* BEGIN *

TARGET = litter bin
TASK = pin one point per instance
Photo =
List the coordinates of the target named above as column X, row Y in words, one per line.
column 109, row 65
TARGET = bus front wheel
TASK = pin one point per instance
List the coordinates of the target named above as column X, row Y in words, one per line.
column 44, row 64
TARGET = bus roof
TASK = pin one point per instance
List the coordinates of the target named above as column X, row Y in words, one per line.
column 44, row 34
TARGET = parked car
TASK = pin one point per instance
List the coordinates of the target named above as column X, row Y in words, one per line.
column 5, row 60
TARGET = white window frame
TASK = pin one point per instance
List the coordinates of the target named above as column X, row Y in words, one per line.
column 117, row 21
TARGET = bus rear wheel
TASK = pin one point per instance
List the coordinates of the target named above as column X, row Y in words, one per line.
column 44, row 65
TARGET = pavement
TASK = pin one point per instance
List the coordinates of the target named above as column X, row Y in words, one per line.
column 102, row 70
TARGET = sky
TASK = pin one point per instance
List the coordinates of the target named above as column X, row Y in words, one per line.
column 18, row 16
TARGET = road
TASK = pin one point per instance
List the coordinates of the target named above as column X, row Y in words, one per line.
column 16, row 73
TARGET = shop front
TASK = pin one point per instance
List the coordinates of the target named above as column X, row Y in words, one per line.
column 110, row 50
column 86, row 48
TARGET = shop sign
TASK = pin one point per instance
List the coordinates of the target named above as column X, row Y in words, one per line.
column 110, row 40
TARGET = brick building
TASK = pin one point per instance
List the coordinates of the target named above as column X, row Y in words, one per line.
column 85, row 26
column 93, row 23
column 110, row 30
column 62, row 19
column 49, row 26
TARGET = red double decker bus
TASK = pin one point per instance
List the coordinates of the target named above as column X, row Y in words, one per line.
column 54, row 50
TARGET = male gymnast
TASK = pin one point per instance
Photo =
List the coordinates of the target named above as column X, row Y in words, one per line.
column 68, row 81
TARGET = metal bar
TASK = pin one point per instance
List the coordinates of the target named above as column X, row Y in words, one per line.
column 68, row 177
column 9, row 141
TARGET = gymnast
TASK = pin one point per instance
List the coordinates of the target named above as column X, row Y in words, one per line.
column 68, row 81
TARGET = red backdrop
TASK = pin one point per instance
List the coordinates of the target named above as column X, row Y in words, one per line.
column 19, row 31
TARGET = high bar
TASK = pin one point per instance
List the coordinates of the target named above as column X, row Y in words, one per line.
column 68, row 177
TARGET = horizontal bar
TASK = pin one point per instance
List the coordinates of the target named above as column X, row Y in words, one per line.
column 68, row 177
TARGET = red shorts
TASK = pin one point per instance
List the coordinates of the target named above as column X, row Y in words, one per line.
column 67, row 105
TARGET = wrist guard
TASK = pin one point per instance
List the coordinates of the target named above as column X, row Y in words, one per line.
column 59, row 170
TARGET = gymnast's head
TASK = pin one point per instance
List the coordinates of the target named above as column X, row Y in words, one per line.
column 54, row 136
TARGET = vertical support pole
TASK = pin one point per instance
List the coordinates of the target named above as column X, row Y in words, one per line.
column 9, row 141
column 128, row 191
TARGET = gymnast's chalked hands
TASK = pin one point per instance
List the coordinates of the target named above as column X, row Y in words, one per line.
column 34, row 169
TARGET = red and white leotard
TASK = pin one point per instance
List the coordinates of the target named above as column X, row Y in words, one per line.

* END *

_Problem_: Copy the data word for word, everything from the line containing "TARGET = high bar" down to the end of the data, both ends included.

_Response_:
TARGET = high bar
TASK = pin one point per instance
List the coordinates of the target named above as column X, row Y in words, one per line.
column 68, row 177
TARGET = horizontal bar
TASK = pin one point per instance
List the coordinates of the target named above as column X, row Y in words, one per line.
column 68, row 177
TARGET = red shorts
TASK = pin one point per instance
List the coordinates of the target named above as column X, row Y in words, one per line.
column 67, row 105
TARGET = wrist guard
TASK = pin one point per instance
List the coordinates of the target named above as column X, row Y in words, one per line.
column 59, row 170
TARGET = gymnast's head
TASK = pin one point per instance
List the coordinates of the target named above as column X, row Y in words, one per line.
column 54, row 136
TARGET = vertical support pole
TASK = pin one point per instance
List the coordinates of the target named above as column X, row Y in words, one per line.
column 9, row 141
column 128, row 191
TARGET = gymnast's chalked hands
TASK = pin one point per instance
List the coordinates of the target named above as column X, row Y in words, one per line.
column 34, row 169
TARGET = red and white leotard
TASK = pin one point per instance
List the coordinates of the target named above as column X, row Y in words, one per line.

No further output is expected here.